(Location identification rows)

__________

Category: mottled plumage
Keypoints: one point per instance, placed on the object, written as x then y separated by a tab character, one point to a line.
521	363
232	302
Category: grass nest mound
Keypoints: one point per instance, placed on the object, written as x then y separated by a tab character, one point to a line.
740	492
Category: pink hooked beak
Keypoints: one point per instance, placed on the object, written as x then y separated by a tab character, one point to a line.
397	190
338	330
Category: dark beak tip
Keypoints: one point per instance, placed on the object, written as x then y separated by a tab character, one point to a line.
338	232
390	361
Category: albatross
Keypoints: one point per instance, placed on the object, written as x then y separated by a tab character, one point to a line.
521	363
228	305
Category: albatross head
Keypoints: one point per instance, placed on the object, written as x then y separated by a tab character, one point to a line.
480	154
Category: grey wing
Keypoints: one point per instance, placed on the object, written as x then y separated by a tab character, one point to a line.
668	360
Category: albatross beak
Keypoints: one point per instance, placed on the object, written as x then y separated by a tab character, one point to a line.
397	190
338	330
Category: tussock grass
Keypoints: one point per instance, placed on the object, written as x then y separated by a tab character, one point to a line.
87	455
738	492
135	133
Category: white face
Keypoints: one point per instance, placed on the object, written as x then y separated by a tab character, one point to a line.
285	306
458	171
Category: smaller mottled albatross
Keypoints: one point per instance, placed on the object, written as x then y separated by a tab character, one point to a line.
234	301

__________

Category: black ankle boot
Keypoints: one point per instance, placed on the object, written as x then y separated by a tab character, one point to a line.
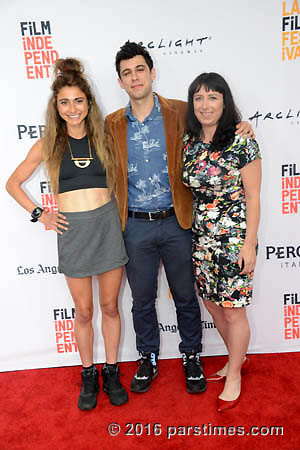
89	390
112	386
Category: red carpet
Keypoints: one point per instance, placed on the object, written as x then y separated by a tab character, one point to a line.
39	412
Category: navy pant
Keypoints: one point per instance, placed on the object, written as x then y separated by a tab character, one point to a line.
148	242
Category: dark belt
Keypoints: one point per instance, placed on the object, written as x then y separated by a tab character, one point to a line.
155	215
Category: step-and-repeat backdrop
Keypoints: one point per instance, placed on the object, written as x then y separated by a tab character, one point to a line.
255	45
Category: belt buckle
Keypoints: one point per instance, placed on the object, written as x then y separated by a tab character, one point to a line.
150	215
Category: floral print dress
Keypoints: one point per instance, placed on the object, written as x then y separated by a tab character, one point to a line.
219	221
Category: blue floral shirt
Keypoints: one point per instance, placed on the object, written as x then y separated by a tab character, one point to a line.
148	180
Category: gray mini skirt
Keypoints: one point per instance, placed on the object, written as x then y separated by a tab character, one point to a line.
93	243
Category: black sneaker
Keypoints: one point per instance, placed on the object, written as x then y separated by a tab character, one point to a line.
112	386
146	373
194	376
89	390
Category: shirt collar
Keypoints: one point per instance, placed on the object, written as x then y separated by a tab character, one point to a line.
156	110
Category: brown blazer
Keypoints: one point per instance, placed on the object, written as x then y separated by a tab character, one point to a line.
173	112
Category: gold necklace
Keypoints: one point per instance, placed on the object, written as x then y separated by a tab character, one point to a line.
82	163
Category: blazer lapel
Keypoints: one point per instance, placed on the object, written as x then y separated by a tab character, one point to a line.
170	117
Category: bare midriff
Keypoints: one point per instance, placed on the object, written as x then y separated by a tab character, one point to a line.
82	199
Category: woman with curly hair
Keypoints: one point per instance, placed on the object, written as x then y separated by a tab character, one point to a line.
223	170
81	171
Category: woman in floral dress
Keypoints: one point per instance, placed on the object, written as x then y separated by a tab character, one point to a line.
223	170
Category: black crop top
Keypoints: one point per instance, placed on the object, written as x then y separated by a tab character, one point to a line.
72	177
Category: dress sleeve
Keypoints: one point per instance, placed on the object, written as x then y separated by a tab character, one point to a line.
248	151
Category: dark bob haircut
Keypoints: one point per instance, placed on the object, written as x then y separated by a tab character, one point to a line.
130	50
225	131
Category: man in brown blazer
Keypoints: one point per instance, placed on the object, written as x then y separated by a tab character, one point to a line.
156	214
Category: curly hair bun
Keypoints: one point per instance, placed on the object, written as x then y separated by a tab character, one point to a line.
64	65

__________

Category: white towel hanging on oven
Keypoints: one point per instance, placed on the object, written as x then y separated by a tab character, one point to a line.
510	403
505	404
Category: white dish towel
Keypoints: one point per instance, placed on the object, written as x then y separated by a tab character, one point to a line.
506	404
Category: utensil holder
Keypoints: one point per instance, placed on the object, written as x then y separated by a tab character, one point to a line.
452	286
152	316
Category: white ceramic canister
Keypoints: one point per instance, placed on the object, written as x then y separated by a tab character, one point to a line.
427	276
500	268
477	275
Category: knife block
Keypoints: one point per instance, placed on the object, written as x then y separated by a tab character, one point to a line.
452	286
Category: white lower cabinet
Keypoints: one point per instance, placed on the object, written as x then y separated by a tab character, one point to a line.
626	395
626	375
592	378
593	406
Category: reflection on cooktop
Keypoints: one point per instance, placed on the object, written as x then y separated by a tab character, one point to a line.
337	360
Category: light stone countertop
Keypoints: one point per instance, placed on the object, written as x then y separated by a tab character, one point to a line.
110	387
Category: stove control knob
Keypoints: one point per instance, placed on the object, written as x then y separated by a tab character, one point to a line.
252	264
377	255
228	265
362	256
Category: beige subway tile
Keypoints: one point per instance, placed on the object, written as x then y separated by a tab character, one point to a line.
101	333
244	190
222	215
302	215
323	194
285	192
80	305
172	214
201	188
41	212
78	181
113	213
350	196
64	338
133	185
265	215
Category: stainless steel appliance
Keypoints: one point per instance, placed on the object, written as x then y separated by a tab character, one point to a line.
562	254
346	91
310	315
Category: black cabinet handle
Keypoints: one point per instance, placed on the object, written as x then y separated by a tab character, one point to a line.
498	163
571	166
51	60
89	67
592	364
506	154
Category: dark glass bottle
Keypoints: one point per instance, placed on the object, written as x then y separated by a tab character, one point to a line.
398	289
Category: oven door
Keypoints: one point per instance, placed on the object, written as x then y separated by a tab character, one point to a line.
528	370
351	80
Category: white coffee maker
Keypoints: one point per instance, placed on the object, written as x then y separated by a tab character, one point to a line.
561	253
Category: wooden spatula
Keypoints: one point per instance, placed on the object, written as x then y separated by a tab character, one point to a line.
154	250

__________

Collect every line in the rows above that contains the word "beak", and copy each one in full. Case counts.

Category: pink hooked beak
Category: dark beak tip
Category: albatross beak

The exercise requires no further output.